Document excerpt
___

Personal view or opinion piece
Open Access

Can case-based discussions be used for leadership development in medical education? - an exploratory inquiry

Jamiu O. Busari[1], Lisa N. Isbouts[2]

Institution: 1. Maastricht University, 2. Radboud University Medical Centre
Corresponding Author: Dr Jamiu O. Busari ([email protected])
Categories: Educational Strategies, Teaching and Learning, Postgraduate (including Speciality Training)
Published Date: 01/06/2018

Abstract

Background:

The organization and funding of health care delivery are undergoing rapid change. As a result, the need for effective and context relevant educational methods to teach physicians leadership skills is growing.  The case-based discussion has been proven to be effective in teaching leadership skills. Therefore, we decided to explore the potential value of its application in leadership training programs for residents.

Summary:

We performed a qualitative survey to investigate the views of residents and professionals on the use of case-based discussion for leadership skills development during residency training.   The Results showed that there were differences in the quality and methods of teaching amongst teachers in different disciplines. More interactive educational strategies were recommended such as case-based discussion and practice-based education during protected teaching slots. Our findings reflected the challenges associated with finding the perfect moment to initiate formal leadership education in postgraduate medical education.

Conclusion:

The case-based discussion is a potentially helpful method to teach residents leadership skills. In addition, establishing trust between stakeholders in the health system should be a focus of any leadership course. Still, determining the perfect timing to initiate leadership training during residency remains difficult.

___

Dataset records
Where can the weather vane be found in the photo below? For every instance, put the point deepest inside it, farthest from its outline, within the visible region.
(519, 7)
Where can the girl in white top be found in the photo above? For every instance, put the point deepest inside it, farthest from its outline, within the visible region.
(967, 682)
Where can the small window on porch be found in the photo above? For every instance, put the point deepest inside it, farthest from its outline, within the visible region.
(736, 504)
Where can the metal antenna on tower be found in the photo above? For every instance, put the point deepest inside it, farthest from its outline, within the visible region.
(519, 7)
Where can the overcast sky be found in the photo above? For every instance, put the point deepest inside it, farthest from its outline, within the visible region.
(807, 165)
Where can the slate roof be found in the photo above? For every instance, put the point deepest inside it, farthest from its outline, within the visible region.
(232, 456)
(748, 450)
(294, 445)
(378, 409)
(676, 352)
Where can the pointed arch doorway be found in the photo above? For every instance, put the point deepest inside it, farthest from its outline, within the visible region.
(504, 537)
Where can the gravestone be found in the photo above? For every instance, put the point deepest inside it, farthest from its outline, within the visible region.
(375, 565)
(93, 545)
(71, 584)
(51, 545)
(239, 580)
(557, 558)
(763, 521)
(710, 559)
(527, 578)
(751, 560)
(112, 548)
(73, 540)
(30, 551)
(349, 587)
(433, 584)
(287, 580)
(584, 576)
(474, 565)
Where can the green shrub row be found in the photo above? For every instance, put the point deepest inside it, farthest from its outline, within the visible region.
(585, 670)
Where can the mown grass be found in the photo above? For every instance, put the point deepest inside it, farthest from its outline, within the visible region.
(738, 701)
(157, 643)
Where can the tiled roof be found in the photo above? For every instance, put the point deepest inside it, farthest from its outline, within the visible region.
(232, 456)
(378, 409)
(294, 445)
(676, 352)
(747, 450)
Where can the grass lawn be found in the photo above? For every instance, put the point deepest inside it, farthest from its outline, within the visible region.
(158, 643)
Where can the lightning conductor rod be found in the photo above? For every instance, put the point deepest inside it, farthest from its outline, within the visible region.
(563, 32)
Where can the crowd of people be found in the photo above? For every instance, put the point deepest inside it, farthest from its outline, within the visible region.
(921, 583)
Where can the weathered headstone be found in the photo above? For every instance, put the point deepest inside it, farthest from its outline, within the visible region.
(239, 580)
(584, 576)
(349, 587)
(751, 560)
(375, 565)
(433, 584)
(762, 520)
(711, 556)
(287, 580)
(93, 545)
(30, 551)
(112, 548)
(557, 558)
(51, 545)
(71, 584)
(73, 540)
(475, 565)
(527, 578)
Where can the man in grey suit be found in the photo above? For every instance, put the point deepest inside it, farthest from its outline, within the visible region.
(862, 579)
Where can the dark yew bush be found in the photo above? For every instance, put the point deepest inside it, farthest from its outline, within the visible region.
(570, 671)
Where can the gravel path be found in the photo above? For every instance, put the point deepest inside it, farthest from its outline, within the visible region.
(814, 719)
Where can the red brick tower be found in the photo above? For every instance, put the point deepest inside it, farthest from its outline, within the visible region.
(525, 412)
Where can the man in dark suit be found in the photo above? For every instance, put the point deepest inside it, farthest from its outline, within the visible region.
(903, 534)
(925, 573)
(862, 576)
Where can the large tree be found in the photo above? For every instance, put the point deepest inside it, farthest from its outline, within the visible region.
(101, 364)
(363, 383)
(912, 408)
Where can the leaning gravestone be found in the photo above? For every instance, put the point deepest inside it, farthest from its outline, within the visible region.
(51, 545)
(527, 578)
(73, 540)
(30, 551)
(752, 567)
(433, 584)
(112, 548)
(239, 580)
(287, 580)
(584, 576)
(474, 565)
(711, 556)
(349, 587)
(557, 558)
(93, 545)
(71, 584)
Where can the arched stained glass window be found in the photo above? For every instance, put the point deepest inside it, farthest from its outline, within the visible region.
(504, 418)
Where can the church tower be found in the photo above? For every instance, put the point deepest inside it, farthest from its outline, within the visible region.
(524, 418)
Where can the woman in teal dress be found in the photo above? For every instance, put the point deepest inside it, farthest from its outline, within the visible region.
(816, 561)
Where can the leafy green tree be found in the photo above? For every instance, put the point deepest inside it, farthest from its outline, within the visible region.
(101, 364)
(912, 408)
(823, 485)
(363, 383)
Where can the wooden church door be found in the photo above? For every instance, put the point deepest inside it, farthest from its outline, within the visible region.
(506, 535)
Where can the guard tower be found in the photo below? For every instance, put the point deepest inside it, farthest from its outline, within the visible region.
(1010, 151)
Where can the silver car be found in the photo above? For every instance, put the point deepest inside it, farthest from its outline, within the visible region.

___

Actions to take
A. According to the abstract on case-based discussions for leadership development, why did the authors decide to explore using case-based discussion in leadership training for residents? Answer in one to three sentences.
B. In the abstract on case-based discussions for leadership development, whose views did the qualitative survey investigate?
C. Continue the abstract on case-based discussions for leadership development after its final sentence.
The records come from a different source than the abstract above them.

Task-by-task answers
A. Changes in how health care delivery is organized and funded have increased the need for effective, context-relevant methods of teaching physicians leadership skills. Because case-based discussion has been proven effective for teaching leadership skills, the authors explored its potential value in leadership training programs for residents.

B. The views of residents and professionals.

C.
Keywords: case-based discussion; postgraduate; competency; leadership; medical education

Background

There is a growing need for healthcare leaders who possess the capabilities to deliver care that serves the needs of their communities well. According to Frist (2005), healthcare delivery in the 21st century should be consumer driven, patient-centered and provider friendly (Frist et al. 2005). Frenk et al. (2010) argued in this same light that the education of future physicians should in addition to being informative and formative, also be transformative. Rather than learning to acquire knowledge and skills (educational) or to socialize training around predefined values (developmental) the focus of transformative education is to provide future physicians with the leadership attributes that would enable them to be effective change agents (Frenk et al. 2010).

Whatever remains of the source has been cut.